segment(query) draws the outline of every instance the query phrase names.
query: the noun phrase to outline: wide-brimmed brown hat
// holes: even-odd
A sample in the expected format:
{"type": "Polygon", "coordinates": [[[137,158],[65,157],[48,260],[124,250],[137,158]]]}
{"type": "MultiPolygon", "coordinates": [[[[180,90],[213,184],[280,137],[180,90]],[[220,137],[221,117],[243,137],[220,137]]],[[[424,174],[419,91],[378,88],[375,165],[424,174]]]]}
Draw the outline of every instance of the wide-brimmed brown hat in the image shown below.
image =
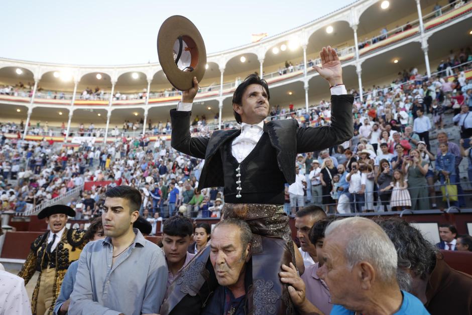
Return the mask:
{"type": "Polygon", "coordinates": [[[200,82],[205,74],[206,50],[201,35],[188,19],[172,16],[161,26],[157,36],[159,63],[175,88],[185,91],[200,82]]]}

▶ **WHAT TO DO**
Change "wide-brimmed brown hat" to "wide-brimmed straw hat" wherever it occurs in the entries above, and reproduce them with nothing else altered. Leave out the pictures.

▶ **SOLUTION TO THIS TASK**
segment(query) draws the outline of every instance the query phrase names.
query: the noun phrase to outline: wide-brimmed straw hat
// holes: even-odd
A sample in the expected format:
{"type": "Polygon", "coordinates": [[[137,158],[65,157],[48,260],[124,250],[137,158]]]}
{"type": "MultiPolygon", "coordinates": [[[[180,90],[213,184],[280,137],[180,90]],[[220,137],[221,117],[243,137],[220,137]]],[[[424,174],[419,91],[378,88],[375,165],[424,174]]]]}
Draw the outline of every instance of the wide-brimmed straw hat in the image shown below.
image =
Return the mask:
{"type": "Polygon", "coordinates": [[[200,82],[205,74],[206,50],[201,35],[188,19],[172,16],[161,26],[157,36],[159,63],[175,88],[185,91],[200,82]]]}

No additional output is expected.